WHAT YOU NEED TO DO =>
[A] From the financial results excerpt below, reproduce word for word the passage starting with "Personnel-related expenses and" and going on through "2023 and 2022.".
[B] Summarize the financial results excerpt below in two sentences.
[C] According to the financial results excerpt below, what items make up interest income (expense), net? List them all.

READING PASSAGE =>

Personnel-related expenses and related share-based compensation decreased by $0.3 million and $0.2 million, respectively, primarily due to reduction in general and administrative headcount for the three months ended March 31, 2023, as compared to the same period in 2022. Insurance, facilities fees and other related costs, and professional and consultant fees remained consistent between the three months ended March 31, 2023 and 2022.
Interest income (expense), net
Interest income, net was $0.6 million for the three months ended March 31, 2023, compared to interest expense, net of $0.2 million for the three months ended March 31, 2022. Interest income (expense), net includes interest income from investments, net of interest on borrowings associated with our Innovation Credit from Rijksdienst voor Ondernemend Nederland and lease interest.
Foreign currency exchange (loss) gain, net
For the three months ended March 31, 2023 and 2022, foreign currency exchange (loss) gain, net decreased by $2.1 million, from a gain of $1.1 million during the three months ended March 31, 2022 to a loss of $0.9 million during the three months ended March 31, 2023. This decrease was due to the impact of the fluctuation of the USD currency rate compared to the Euro on transaction gains and losses on cash and investments and other transactions denominated in USD held and occurring in the Euro functional currency entity.

DATA SEGMENT =>

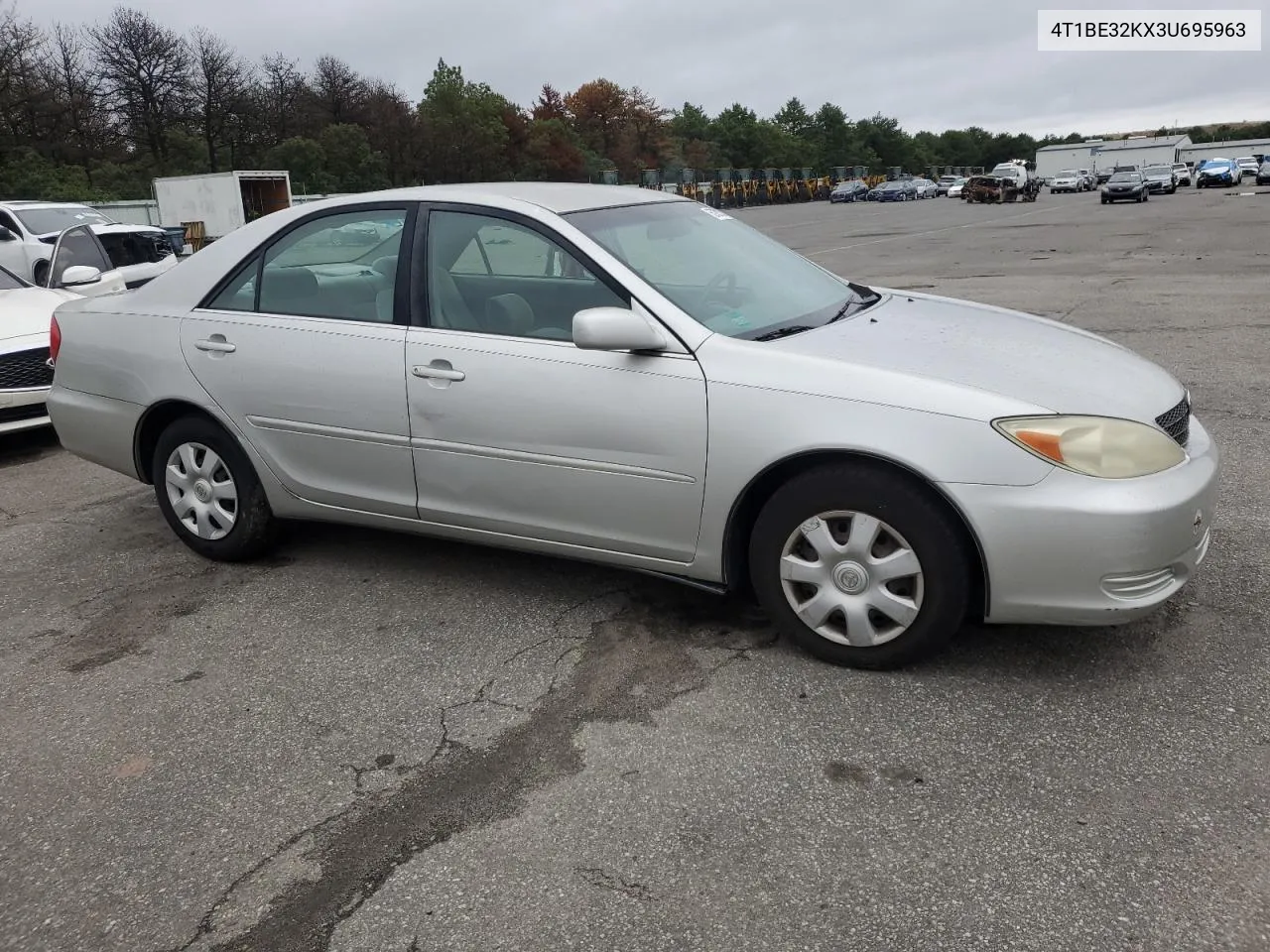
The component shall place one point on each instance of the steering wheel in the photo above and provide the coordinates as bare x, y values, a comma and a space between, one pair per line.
715, 284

EXERCISE RESPONSES =>
[A]
Personnel-related expenses and related share-based compensation decreased by $0.3 million and $0.2 million, respectively, primarily due to reduction in general and administrative headcount for the three months ended March 31, 2023, as compared to the same period in 2022. Insurance, facilities fees and other related costs, and professional and consultant fees remained consistent between the three months ended March 31, 2023 and 2022.

[B] For the three months ended March 31, 2023, compared with the same period in 2022, personnel-related expenses and related share-based compensation decreased by $0.3 million and $0.2 million, mainly because of reduced general and administrative headcount, while insurance, facilities fees and other related costs, and professional and consultant fees remained consistent. Interest went from net expense of $0.2 million to net income of $0.6 million, and foreign currency exchange moved from a gain of $1.1 million to a loss of $0.9 million because of fluctuation of the USD against the Euro.

[C]
- Interest income from investments
- Interest on borrowings associated with the Innovation Credit from Rijksdienst voor Ondernemend Nederland (netted against the investment income)
- Lease interest